• **Exercise aim**: Restate word for word each line from the one containing "Task: mark each instance of the gray stone" through the end of the material, and nothing more. Drop every picture.

• **Data listing**:
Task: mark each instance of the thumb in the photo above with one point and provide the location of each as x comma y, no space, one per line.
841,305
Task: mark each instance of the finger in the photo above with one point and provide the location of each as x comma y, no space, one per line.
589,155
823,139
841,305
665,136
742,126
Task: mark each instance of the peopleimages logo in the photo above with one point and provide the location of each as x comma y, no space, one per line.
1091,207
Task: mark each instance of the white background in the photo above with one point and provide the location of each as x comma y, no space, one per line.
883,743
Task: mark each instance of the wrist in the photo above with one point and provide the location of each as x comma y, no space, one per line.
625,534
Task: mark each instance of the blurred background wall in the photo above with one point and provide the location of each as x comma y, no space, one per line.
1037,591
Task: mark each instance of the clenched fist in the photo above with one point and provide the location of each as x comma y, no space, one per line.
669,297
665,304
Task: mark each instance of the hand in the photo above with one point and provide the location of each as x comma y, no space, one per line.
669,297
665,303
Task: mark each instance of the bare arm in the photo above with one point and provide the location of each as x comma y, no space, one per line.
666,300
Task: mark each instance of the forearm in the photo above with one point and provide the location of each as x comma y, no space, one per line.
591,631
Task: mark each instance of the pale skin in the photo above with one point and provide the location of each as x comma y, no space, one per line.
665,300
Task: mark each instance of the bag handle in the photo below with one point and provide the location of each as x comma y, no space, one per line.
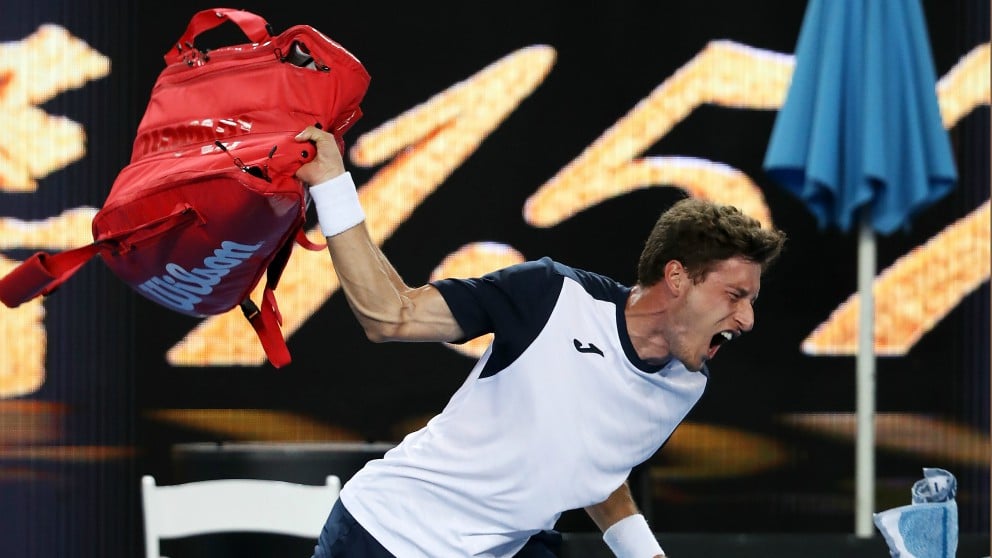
254,27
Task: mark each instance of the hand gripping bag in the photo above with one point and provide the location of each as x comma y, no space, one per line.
209,203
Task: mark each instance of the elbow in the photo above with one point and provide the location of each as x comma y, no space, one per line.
379,331
376,335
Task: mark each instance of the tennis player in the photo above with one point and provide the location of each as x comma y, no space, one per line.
585,379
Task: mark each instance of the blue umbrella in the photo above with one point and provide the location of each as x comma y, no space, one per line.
860,141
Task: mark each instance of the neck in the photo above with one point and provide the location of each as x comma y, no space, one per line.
645,313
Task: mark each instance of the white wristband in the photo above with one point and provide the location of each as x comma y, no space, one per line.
337,205
632,538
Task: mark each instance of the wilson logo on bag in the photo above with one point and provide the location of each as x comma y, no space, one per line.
209,202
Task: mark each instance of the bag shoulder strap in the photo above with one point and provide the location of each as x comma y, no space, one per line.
42,273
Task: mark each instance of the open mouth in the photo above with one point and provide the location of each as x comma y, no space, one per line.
718,339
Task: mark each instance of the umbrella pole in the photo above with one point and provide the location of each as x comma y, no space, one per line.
865,438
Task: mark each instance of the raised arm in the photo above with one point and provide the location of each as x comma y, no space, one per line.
386,307
624,529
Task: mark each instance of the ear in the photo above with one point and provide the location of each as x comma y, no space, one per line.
675,276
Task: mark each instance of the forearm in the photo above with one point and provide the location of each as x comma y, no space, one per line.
384,305
624,529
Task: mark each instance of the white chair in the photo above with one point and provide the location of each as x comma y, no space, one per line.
234,505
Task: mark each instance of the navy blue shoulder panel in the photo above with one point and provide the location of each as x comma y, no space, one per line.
514,303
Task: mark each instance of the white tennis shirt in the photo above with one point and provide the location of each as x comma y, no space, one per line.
553,417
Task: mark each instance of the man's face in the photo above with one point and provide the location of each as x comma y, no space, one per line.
713,311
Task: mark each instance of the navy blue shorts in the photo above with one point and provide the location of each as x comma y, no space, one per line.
343,537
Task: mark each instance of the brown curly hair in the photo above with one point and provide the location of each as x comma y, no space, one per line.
699,233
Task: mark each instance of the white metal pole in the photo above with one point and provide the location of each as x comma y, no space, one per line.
865,364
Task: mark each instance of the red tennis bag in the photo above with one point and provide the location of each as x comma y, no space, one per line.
209,203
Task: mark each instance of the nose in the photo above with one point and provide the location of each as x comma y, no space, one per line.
745,315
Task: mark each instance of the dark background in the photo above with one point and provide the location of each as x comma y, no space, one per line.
106,346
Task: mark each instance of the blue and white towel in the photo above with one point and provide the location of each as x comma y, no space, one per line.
927,528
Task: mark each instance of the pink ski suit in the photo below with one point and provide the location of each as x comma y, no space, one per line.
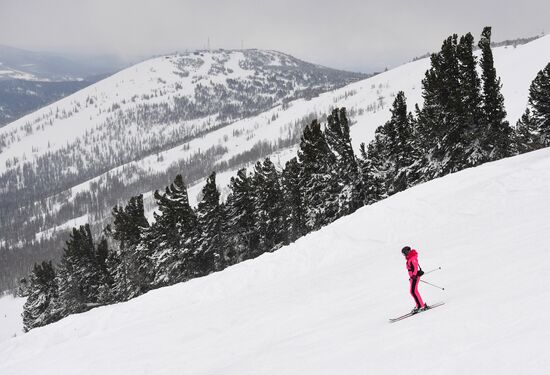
414,278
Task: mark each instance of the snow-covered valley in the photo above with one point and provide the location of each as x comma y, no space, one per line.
321,305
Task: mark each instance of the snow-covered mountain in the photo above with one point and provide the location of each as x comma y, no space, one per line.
16,63
132,133
170,102
31,80
321,305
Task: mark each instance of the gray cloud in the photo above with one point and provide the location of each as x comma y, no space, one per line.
347,34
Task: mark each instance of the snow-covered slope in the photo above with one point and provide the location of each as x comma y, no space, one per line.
111,136
321,305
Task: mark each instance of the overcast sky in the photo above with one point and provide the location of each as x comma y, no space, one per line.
361,35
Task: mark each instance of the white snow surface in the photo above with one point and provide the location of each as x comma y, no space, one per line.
369,99
321,305
11,322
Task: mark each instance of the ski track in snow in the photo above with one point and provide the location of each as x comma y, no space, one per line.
321,305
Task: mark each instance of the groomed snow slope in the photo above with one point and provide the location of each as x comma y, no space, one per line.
321,305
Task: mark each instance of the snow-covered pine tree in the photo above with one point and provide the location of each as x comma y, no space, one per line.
497,137
470,92
526,134
170,237
242,239
42,293
210,254
372,180
345,170
539,101
295,218
130,267
320,190
81,273
269,206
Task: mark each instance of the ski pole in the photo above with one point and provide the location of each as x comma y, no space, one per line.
435,269
432,285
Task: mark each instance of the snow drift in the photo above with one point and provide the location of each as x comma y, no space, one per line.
321,305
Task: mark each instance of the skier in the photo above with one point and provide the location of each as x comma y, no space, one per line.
414,277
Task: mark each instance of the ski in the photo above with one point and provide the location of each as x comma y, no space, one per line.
437,304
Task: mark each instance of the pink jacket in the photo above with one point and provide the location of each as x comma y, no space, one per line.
412,263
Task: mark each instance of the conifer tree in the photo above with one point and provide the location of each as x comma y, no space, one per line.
539,101
526,135
243,239
371,179
131,271
80,275
345,170
210,255
269,206
42,294
470,92
170,237
320,190
294,202
497,137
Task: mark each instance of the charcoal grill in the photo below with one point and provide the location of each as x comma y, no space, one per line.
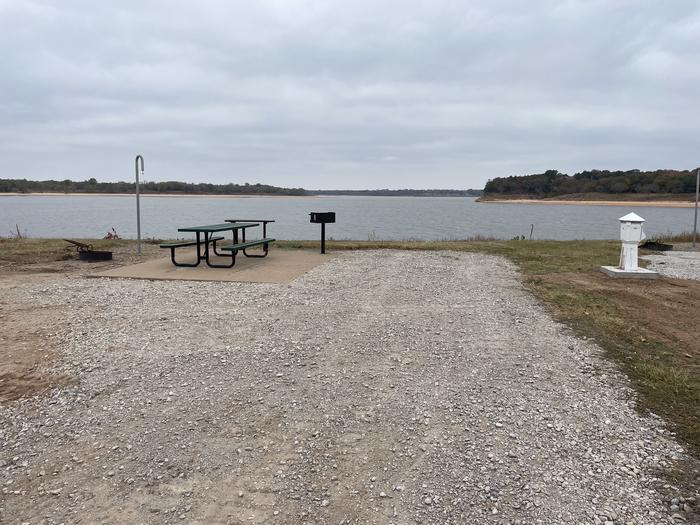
322,218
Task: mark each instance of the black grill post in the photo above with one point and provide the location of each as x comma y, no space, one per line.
322,218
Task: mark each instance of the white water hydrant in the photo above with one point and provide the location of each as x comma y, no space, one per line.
631,234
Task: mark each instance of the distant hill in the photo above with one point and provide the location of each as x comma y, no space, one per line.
190,188
400,193
170,187
552,183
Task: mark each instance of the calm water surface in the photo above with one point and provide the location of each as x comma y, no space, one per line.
360,218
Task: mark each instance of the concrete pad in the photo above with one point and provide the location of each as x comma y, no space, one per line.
640,273
280,266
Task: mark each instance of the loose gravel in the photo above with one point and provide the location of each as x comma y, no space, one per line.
680,265
381,387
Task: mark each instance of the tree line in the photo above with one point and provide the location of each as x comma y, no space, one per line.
400,193
174,187
553,183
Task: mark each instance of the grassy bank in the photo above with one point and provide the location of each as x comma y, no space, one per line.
649,328
610,197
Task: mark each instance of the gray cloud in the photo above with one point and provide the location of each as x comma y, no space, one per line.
347,94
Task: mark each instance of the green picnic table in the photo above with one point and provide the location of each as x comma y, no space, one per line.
205,237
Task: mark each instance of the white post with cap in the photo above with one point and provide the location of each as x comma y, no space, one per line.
631,234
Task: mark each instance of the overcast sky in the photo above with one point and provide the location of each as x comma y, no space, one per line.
340,94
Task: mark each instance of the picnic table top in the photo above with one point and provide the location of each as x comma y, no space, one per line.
219,227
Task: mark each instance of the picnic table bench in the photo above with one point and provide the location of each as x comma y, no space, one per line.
203,251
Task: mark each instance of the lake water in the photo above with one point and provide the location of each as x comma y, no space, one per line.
358,218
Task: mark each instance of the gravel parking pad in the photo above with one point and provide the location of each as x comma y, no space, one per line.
381,387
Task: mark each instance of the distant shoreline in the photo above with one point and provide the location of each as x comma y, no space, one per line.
202,195
649,204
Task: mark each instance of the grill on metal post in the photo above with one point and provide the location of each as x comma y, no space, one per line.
322,218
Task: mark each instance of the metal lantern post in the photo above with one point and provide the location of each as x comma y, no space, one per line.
697,193
138,206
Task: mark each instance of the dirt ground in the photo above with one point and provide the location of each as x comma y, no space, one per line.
26,351
665,309
396,387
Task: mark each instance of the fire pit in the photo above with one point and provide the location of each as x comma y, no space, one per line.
87,253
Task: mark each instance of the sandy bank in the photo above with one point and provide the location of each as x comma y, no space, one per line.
188,195
650,204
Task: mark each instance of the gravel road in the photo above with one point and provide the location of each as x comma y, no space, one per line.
681,265
381,387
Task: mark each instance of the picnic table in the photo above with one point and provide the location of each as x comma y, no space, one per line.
205,237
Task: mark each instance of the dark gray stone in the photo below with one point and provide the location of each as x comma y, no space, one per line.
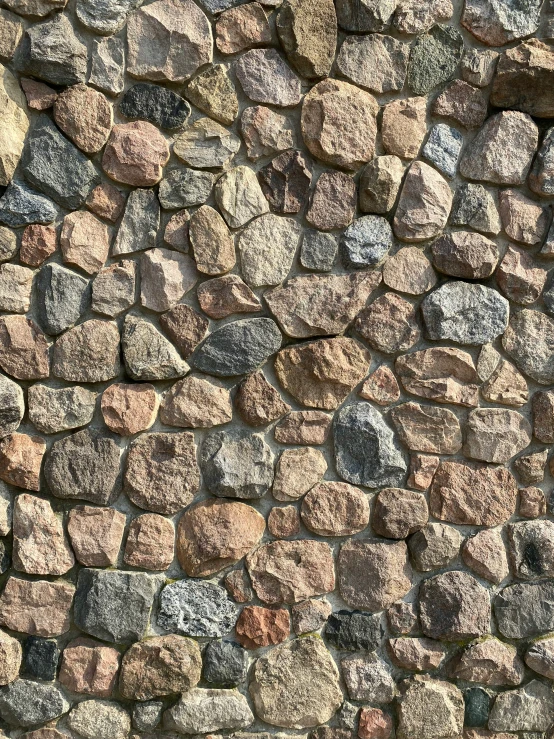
224,664
196,608
236,464
20,206
156,104
57,168
114,606
62,297
239,347
365,448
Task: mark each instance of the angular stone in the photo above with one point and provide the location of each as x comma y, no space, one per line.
472,495
324,110
168,40
162,474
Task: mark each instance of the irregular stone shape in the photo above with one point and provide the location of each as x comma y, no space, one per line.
333,203
148,355
266,132
389,324
373,574
365,450
453,607
496,24
215,534
429,708
201,710
162,474
239,196
324,110
196,608
465,254
168,40
214,94
239,347
434,58
88,353
258,402
502,151
206,145
242,28
266,78
496,434
296,685
140,223
472,495
528,341
84,465
321,374
424,204
36,607
96,535
434,546
150,542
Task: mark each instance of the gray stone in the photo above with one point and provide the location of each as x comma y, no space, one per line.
443,148
108,65
196,608
366,242
62,298
236,464
140,223
54,166
84,466
239,347
147,354
27,703
53,52
114,606
365,448
465,313
434,58
182,188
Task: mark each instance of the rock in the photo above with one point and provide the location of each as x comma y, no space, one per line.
214,94
335,509
52,165
324,110
424,204
398,513
321,374
333,202
258,402
465,254
434,546
373,574
389,324
135,154
498,24
266,78
215,534
36,606
366,453
156,104
239,196
150,542
162,474
206,145
239,347
179,30
502,151
296,685
147,354
472,495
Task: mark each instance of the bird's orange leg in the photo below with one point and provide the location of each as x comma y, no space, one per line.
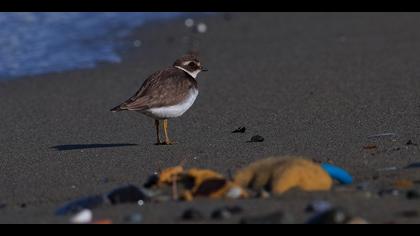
157,132
165,130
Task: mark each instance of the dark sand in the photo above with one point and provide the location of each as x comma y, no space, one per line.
312,84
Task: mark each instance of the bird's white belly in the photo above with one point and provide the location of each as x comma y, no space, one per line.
173,111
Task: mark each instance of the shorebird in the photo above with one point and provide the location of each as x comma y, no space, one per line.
167,93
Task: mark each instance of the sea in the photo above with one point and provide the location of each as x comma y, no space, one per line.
39,43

• **Answer space**:
Task: mark each instance of the gray stone in the photo above with one point and provide the location of each as x comma y, no space, one per line.
443,148
108,65
196,608
366,242
62,298
236,464
140,223
54,166
84,466
239,347
147,354
27,703
53,52
114,606
365,448
465,313
434,58
182,188
Task: mark each instance of the rock in the photo above with one point and provide the location of each as x comma y, no space, one per line.
214,94
335,509
52,165
324,110
424,204
398,513
321,374
333,202
258,402
465,254
434,546
373,574
389,324
135,154
498,24
266,78
215,534
36,606
366,453
156,104
239,196
150,542
162,474
206,145
239,347
179,30
502,151
296,685
147,354
472,495
Task: mark each instance of the bird's orange leg in the photo below with one point and provide the location of each as x comma y, no space, one per line.
157,132
165,130
Task: mark each instance of the dark sand in the photo above with one point and provide the location of each as x comma y, no space, one per line.
312,84
Task: mark each instance of the bird's white belly in the photo above with one point and provide the location of each as x comma y, no space, one per line.
173,111
Task: mark each instance of the shorebird in the photo above with one point and provide the location of each as x comma y, no space, one per line.
167,93
Task: mark each instance of the sea in the photo above with one point and provide the location of each as x comma y, no space, one per line.
39,43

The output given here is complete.